Please pull out every line of the items below that contains the word "shirt", and copy each one in full.

═════ LISTED RECORDS ═════

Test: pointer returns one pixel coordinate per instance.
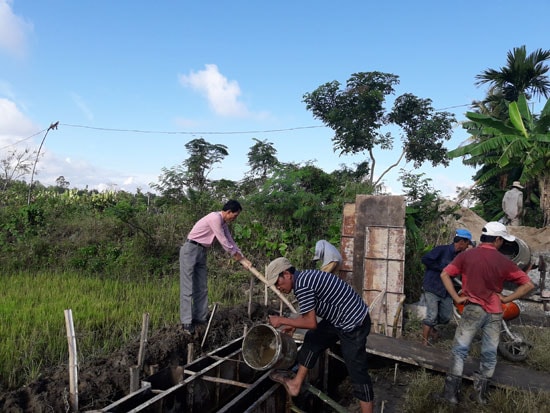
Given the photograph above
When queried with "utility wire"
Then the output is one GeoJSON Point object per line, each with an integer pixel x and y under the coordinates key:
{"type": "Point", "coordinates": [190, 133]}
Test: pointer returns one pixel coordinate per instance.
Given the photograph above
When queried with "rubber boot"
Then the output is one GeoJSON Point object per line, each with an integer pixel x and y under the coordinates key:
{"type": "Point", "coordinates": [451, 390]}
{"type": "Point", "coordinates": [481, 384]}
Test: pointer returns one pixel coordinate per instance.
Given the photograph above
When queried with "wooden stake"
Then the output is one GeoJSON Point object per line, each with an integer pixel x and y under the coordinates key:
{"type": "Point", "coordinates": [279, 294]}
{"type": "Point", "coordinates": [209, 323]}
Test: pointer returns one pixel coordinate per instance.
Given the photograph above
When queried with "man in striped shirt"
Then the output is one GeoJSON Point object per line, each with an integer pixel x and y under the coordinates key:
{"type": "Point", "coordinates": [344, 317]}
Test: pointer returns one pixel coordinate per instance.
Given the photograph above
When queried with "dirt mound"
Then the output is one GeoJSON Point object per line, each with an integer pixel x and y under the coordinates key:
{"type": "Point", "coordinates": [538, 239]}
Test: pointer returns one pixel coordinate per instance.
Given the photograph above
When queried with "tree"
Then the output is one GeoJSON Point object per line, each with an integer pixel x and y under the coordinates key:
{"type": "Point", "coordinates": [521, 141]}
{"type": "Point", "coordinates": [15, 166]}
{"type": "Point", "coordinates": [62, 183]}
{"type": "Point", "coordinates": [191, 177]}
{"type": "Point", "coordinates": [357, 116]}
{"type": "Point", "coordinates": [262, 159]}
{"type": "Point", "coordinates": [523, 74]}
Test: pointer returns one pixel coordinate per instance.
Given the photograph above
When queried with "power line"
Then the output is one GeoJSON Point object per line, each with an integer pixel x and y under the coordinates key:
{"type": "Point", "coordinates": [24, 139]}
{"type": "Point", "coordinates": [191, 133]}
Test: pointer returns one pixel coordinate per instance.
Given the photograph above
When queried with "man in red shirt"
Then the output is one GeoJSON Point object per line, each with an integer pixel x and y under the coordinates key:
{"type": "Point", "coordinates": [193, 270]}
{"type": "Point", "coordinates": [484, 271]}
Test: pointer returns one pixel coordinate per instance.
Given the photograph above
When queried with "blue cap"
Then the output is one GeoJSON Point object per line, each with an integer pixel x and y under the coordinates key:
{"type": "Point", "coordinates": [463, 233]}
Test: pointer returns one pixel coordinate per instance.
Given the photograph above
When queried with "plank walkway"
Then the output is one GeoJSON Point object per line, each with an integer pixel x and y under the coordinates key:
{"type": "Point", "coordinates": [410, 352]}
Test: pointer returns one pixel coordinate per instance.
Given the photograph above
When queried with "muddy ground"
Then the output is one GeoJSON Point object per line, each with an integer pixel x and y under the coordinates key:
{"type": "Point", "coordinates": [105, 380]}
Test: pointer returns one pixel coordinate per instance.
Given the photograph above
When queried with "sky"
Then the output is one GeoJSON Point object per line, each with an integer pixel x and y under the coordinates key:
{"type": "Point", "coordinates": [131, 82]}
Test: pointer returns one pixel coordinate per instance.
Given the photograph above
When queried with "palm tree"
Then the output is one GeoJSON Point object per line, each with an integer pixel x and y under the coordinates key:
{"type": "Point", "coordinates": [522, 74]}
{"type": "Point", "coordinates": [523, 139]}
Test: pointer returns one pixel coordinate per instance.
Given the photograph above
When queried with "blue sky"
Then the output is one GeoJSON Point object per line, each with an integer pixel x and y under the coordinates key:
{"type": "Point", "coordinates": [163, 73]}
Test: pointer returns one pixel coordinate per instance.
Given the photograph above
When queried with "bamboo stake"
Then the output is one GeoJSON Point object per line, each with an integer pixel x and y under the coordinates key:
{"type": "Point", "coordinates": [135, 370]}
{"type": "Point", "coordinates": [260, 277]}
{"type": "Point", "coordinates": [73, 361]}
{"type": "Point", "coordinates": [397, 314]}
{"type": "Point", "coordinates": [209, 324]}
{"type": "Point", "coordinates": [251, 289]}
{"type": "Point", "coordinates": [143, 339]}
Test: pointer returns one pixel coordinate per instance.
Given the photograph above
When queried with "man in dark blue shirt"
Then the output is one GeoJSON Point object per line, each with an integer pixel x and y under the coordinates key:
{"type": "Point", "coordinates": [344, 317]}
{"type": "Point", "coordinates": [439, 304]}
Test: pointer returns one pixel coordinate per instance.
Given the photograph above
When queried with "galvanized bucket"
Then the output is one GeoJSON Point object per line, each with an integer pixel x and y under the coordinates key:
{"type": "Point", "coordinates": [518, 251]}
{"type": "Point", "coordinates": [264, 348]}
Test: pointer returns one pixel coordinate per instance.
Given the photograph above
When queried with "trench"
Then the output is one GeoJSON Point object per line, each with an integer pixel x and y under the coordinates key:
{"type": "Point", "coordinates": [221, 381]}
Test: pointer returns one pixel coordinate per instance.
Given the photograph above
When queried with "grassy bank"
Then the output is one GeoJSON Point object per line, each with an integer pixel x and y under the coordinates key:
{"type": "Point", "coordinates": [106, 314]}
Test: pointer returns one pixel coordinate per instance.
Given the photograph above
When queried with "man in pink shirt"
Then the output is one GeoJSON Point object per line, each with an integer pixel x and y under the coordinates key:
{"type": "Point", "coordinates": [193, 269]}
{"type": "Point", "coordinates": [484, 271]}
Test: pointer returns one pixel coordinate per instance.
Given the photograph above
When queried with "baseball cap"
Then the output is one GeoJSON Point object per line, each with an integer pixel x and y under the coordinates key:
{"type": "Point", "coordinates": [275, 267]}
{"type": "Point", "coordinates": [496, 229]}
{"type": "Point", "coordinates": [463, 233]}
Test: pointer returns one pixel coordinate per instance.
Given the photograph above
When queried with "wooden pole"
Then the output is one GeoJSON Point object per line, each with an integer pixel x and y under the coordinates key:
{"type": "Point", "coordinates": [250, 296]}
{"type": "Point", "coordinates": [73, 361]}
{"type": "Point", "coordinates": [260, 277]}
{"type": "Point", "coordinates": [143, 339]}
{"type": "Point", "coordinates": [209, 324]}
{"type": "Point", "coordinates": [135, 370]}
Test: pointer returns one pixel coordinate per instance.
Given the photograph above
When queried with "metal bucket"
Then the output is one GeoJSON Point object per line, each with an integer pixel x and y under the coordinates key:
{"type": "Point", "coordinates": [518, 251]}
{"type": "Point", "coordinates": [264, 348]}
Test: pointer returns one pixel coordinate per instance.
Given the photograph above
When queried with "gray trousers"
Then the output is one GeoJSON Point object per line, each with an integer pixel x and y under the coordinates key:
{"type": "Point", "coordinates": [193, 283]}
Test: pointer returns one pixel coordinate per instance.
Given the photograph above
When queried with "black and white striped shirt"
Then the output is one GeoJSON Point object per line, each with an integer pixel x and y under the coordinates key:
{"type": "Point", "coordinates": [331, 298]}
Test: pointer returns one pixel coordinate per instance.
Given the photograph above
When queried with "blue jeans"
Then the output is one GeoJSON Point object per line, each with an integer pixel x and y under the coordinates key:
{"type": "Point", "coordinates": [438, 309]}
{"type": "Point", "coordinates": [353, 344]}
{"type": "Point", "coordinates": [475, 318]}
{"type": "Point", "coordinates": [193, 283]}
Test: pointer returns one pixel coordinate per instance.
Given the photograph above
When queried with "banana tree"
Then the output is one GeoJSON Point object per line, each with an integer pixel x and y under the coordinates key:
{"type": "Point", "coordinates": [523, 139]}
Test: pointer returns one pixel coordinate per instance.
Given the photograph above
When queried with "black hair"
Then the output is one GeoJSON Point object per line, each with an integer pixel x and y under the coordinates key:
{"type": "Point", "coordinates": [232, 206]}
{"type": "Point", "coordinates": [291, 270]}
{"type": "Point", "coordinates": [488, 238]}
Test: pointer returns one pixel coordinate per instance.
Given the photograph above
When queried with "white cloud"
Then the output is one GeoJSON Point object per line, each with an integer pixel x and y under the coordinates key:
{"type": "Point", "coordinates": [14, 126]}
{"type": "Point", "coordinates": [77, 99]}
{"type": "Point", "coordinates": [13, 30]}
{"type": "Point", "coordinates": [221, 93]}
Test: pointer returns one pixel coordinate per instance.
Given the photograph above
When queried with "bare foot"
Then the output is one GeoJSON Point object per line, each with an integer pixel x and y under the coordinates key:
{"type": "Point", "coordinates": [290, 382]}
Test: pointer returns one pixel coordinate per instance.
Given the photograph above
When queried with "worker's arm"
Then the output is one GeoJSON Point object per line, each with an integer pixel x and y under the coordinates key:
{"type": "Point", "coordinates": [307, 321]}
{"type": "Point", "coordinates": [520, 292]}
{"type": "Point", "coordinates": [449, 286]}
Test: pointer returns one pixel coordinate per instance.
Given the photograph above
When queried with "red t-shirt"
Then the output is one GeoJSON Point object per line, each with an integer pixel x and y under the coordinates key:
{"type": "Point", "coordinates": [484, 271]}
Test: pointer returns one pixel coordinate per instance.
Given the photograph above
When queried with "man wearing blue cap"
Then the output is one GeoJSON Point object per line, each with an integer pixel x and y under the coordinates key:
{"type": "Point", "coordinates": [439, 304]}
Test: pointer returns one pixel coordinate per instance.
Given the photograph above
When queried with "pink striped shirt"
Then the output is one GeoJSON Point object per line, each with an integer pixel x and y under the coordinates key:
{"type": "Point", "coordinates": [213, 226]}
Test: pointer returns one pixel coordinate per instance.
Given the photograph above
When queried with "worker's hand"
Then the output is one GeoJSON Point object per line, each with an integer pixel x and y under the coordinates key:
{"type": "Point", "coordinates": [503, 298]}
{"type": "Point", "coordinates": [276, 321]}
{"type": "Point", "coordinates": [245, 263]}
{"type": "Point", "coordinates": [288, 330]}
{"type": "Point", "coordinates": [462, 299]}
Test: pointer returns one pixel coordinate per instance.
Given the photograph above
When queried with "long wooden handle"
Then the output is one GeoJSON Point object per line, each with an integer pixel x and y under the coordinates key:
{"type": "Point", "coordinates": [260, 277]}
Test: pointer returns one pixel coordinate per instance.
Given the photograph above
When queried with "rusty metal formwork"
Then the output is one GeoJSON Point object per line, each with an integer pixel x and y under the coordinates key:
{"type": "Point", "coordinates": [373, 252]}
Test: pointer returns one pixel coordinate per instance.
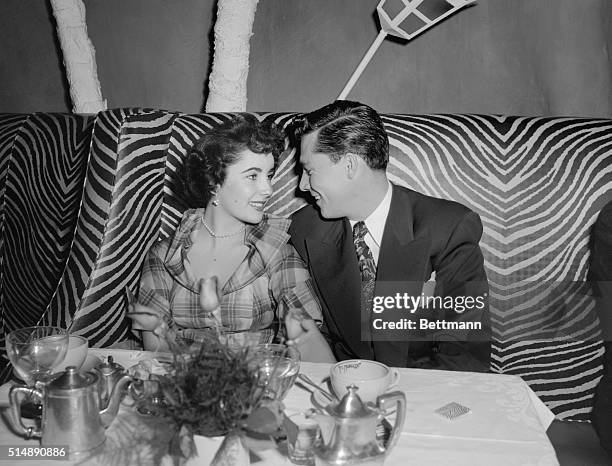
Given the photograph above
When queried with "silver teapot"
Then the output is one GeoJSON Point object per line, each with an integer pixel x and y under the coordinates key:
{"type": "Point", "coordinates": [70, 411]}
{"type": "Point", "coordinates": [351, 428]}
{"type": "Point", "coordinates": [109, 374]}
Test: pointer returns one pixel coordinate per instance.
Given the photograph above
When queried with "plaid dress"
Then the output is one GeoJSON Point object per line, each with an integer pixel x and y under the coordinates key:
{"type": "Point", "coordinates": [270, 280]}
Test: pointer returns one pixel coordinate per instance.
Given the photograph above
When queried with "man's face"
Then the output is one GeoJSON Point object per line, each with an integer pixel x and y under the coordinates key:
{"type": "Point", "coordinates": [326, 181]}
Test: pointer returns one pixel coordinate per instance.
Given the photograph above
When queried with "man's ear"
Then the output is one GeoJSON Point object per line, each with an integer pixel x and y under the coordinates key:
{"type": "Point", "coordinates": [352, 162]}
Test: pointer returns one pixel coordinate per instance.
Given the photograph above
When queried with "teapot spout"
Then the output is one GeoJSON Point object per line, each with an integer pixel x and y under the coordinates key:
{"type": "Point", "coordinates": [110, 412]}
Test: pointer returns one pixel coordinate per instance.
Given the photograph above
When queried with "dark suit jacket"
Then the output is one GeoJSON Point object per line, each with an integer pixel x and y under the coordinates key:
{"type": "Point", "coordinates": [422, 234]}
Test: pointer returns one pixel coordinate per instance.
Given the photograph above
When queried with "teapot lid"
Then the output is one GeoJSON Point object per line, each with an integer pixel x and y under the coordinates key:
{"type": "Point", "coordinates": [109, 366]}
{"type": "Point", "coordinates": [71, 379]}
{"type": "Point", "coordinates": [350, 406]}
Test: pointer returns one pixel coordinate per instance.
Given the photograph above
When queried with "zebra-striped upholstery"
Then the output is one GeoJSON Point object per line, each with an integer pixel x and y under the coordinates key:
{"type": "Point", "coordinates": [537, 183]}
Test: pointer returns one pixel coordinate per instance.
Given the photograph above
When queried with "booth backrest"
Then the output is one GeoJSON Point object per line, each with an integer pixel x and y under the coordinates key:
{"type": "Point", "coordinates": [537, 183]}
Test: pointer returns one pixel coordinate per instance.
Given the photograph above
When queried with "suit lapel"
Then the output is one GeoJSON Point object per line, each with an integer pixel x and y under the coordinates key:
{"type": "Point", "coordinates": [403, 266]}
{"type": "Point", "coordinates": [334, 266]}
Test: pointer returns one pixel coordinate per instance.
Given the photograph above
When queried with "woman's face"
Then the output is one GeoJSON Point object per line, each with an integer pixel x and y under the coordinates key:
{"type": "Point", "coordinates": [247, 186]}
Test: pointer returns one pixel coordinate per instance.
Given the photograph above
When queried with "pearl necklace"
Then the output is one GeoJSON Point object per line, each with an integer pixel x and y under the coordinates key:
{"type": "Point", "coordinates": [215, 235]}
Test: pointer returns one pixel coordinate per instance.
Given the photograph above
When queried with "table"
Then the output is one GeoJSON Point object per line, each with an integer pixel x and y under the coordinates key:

═════

**RESPONSE TO THIS TASK:**
When queried with "man in striped shirt"
When queried with "man in red shirt"
When queried with "man in dark blue shirt"
When queried with "man in pink shirt"
When queried with "black and white striped shirt"
When queried with "red t-shirt"
When queried with "pink striped shirt"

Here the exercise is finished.